YOUR INSTRUCTIONS:
Can you reproduce the records below, swapping "a pin for each instance" for "one pin per match" throughout and leaving everything else unchanged?

GIVEN DATA:
▽

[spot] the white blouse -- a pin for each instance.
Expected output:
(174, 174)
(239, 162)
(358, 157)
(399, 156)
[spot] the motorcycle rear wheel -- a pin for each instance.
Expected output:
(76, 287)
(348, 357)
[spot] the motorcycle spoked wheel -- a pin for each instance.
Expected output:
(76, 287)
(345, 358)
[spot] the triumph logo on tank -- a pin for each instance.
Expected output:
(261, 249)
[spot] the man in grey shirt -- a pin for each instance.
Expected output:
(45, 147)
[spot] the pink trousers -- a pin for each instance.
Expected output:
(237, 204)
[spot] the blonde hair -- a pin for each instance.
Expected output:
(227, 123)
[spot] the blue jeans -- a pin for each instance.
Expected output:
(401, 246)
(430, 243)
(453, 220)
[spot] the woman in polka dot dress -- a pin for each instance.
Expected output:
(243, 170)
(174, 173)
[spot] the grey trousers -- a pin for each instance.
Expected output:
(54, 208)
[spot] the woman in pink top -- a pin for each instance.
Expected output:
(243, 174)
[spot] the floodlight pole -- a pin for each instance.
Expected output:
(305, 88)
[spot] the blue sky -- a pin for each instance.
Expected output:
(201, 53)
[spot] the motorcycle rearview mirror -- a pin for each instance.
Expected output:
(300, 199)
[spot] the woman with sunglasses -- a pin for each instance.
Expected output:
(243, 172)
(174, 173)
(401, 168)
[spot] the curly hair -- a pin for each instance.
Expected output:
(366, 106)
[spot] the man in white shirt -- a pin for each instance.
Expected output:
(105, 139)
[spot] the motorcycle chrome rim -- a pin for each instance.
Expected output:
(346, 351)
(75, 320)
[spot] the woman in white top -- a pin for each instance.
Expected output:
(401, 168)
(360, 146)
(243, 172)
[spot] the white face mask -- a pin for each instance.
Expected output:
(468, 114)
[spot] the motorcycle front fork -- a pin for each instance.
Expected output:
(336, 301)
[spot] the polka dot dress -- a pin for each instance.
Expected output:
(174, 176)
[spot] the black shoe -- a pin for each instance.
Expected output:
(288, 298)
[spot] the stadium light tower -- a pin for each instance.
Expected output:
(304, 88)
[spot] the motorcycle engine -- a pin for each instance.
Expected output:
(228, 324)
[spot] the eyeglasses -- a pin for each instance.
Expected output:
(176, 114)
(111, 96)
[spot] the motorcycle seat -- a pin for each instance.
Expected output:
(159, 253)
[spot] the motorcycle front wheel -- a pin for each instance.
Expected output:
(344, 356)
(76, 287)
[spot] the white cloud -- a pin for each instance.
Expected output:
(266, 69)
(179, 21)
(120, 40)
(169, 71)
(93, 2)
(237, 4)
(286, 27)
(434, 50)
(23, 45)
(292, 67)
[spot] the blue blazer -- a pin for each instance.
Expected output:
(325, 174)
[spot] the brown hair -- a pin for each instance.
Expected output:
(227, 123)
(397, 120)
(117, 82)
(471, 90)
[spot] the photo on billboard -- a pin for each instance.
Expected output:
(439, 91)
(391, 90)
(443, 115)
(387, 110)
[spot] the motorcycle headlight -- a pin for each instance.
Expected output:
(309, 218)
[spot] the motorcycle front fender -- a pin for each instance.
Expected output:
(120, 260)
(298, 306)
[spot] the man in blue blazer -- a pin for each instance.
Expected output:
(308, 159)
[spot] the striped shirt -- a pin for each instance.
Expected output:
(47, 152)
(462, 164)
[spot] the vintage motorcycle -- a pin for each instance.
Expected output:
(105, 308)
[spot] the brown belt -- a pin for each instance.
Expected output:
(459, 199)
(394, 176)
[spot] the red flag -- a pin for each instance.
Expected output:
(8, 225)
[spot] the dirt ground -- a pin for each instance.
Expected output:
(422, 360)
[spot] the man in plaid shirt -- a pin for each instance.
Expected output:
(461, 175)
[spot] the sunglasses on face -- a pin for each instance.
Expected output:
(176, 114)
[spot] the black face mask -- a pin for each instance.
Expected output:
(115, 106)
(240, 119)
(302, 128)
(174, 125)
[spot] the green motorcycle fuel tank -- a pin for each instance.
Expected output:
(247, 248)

△

THE SOLUTION:
[spot] the white blouse -- one pin per match.
Expected output:
(174, 174)
(239, 162)
(358, 157)
(399, 156)
[spot] the motorcycle rear wheel -- one pin per match.
Expected output:
(76, 287)
(348, 357)
[spot] the motorcycle spoked wheel -- one pin per match.
Expected output:
(76, 287)
(345, 358)
[spot] the triumph logo on tank -- one pin per match.
Expected output:
(261, 249)
[spot] the man in grey shirt -- one pin per match.
Expected output:
(45, 147)
[spot] the pink trousers -- one pin per match.
Expected output:
(237, 204)
[spot] the blonde hair -- one pin per match.
Expected output:
(227, 123)
[spot] the blue jeans -- one pin per match.
Expected output:
(401, 246)
(430, 243)
(453, 220)
[spot] the woman in polka dot dress -- one pin per match.
Expected output:
(243, 170)
(174, 173)
[spot] the grey trousers -- one pin per match.
Expected output:
(54, 208)
[spot] the woman in pink top -- one pin per match.
Expected output:
(243, 174)
[spot] the floodlight pole -- one pin per match.
Expected output:
(305, 88)
[spot] the blue sky -- one pin per match.
Expected output:
(201, 53)
[spot] the motorcycle rearview mirror -- one pin per match.
Expected output:
(300, 199)
[spot] the woman with sunglasses -- one pin per match.
Expected output:
(243, 172)
(174, 173)
(401, 168)
[spot] the curly hair -- one pin per match.
Expected output:
(366, 106)
[spot] the man in white shirt -- one pin per match.
Expected output:
(105, 139)
[spot] the motorcycle chrome rim -- one pin per match.
Expected output:
(346, 351)
(75, 320)
[spot] the woman in white top -- one pin per match.
Expected output:
(401, 168)
(360, 146)
(243, 172)
[spot] the white face mask -- one pin per match.
Expected output:
(468, 114)
[spot] the motorcycle front fork -- one pin per match.
Expected output:
(336, 301)
[spot] the polka dot dress -- one pin per match.
Expected output:
(174, 176)
[spot] the black shoe -- one pin per match.
Expected output:
(288, 298)
[spot] the stadium light tower -- one pin per match.
Expected output:
(304, 88)
[spot] the motorcycle engine -- one pin per match.
Expected output:
(228, 324)
[spot] the eyeglasses -- one pin per match.
Expected output:
(176, 114)
(111, 96)
[spot] the motorcycle seat -- one pin per match.
Expected output:
(159, 253)
[spot] the motorcycle front wheel -- one pin per match.
Expected output:
(344, 356)
(76, 287)
[spot] the white cloud -- one pin per match.
Expected output:
(266, 69)
(179, 21)
(120, 40)
(169, 71)
(93, 2)
(237, 4)
(286, 27)
(434, 50)
(23, 45)
(292, 67)
[spot] the blue blazer -- one pin per match.
Expected output:
(325, 174)
[spot] the brown hair -- one pin per match.
Expected output:
(227, 123)
(397, 120)
(117, 82)
(471, 90)
[spot] the photo on billboard -- one pin per match.
Expected output:
(439, 91)
(391, 90)
(443, 115)
(387, 110)
[spot] the motorcycle headlight -- one pin per match.
Expected output:
(309, 218)
[spot] the motorcycle front fender -- one pin per match.
Expected output:
(120, 260)
(298, 306)
[spot] the man in blue blazer -- one pin per match.
Expected output:
(308, 159)
[spot] the striped shirt -- one pin per match.
Expected output:
(47, 152)
(462, 164)
[spot] the vintage motorcycle -- one pin per match.
Expected output:
(105, 308)
[spot] the brown belt -- one pin per match.
Expected output:
(459, 199)
(394, 176)
[spot] the red flag -- one pin per match.
Expected output:
(8, 225)
[spot] the dirt ground -- one pin per match.
Expected output:
(422, 360)
[spot] the man in plaid shirt -- one pin per match.
Expected output:
(461, 175)
[spot] the sunglasses on face -- one pin per match.
Expected output:
(176, 114)
[spot] the black face mask -- one pin per match.
Expected output:
(115, 106)
(240, 119)
(302, 128)
(174, 125)
[spot] the green motorcycle fuel tank -- one pin per match.
Expected output:
(247, 248)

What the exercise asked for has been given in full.